▸ **WRITTEN EXERCISE**
In the records below, find every line that contains the word "dryer", matching case exactly, and report each of those lines in full.

▸ **TASK INPUTS**
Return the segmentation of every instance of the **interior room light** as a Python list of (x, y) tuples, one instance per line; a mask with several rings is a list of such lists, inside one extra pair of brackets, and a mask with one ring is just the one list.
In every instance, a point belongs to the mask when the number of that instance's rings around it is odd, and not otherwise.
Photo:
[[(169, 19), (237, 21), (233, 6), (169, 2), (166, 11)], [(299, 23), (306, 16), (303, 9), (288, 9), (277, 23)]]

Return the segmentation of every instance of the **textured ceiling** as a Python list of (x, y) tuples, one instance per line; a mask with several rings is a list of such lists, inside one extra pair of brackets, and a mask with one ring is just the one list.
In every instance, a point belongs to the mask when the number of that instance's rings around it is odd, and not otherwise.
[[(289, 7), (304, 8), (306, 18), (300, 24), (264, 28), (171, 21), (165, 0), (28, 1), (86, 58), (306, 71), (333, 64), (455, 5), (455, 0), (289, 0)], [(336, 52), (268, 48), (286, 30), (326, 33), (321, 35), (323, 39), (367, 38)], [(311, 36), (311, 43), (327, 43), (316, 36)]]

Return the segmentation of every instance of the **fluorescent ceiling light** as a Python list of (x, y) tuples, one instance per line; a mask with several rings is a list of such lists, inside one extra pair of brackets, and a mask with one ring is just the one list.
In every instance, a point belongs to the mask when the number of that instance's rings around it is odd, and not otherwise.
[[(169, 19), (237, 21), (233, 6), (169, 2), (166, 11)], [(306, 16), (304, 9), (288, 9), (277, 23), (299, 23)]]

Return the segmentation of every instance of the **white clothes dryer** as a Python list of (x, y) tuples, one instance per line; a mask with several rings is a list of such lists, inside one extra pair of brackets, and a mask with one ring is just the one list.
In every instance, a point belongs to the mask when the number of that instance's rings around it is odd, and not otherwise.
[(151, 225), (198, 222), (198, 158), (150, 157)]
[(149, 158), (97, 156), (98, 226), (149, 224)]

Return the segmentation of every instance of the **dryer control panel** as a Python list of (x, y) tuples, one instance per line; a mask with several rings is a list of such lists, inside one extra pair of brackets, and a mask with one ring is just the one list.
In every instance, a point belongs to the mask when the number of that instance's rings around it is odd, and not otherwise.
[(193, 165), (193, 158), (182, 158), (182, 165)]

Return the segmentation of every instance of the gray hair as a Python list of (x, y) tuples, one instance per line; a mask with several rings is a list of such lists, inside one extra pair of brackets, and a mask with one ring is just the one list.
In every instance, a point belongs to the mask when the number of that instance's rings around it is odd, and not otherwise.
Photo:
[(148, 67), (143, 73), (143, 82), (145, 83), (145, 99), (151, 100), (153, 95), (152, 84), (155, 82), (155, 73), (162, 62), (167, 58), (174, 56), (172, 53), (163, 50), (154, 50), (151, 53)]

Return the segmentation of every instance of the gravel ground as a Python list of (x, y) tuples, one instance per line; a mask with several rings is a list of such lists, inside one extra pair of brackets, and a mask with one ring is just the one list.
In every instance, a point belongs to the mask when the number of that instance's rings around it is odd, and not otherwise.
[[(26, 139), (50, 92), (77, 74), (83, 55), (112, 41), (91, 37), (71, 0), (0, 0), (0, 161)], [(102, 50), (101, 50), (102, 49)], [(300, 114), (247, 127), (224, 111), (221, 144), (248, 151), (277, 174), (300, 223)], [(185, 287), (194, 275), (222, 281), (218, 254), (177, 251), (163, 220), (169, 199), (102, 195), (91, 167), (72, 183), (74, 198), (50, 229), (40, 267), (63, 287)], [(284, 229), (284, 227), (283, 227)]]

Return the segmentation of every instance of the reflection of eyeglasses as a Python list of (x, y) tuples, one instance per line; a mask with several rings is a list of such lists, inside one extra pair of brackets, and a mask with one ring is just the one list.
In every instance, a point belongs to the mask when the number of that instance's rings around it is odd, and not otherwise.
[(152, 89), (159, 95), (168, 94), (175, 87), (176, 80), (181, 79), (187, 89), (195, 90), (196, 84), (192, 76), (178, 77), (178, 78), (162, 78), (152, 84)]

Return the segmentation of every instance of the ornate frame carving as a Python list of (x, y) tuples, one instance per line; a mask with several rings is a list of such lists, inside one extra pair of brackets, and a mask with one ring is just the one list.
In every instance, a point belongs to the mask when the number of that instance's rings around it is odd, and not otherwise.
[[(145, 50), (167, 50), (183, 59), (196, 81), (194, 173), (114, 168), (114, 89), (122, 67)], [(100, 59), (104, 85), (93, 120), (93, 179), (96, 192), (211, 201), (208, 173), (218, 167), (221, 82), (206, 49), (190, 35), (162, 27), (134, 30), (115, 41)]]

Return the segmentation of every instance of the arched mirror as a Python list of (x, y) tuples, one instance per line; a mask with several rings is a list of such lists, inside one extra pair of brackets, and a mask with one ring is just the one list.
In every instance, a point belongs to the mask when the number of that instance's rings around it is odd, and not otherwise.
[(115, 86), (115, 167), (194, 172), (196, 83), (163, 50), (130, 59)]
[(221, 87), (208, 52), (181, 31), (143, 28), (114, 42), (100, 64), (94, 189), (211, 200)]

▸ **TASK RESULT**
Return the segmentation of every instance of the **white clothes dryer** as a Python list of (x, y) tuples, one instance per line; a mask with several rings is a list of such lists, inside one extra pair of brackets, and a mask with one ring is just the one list.
Return the segmentation of every instance of the **dryer control panel** as a Python list of (x, y) tuples, one instance per line; a mask with several rings is a list of such lists, inside one extra pair of brackets, and a mask with one ring is just the one list.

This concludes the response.